*SET EXERCISE*: Print every line of the data below without any change.

*MATERIAL FOR THE TASK*:
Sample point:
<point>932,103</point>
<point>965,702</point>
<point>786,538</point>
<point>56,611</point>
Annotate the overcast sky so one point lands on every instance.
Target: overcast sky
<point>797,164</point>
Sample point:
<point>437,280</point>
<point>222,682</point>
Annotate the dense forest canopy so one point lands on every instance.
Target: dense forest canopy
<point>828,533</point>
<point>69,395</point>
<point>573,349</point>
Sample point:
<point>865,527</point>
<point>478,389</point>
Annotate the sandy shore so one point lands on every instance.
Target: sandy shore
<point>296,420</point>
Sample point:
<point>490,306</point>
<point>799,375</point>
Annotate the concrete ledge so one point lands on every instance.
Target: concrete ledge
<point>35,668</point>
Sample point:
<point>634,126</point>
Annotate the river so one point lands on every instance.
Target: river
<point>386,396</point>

*RESULT OF THE TASK*:
Sample point:
<point>932,103</point>
<point>965,702</point>
<point>786,538</point>
<point>56,611</point>
Annotate the overcast sky so one point lands on every instance.
Target: overcast sky
<point>797,164</point>
Sample point:
<point>437,280</point>
<point>222,682</point>
Annotate the dense forest canopy so one point lands on every instance.
Target: dense forest canopy
<point>828,533</point>
<point>69,395</point>
<point>573,349</point>
Sample point:
<point>865,527</point>
<point>478,389</point>
Annotate the sandy shore so one point lands on every instance.
Target: sandy shore
<point>296,420</point>
Sample point:
<point>490,306</point>
<point>799,375</point>
Annotate the concrete ledge so one point lands on every instance.
Target: concrete ledge
<point>35,668</point>
Sample point:
<point>634,126</point>
Annotate the river so one point lands on every instance.
Target: river
<point>386,396</point>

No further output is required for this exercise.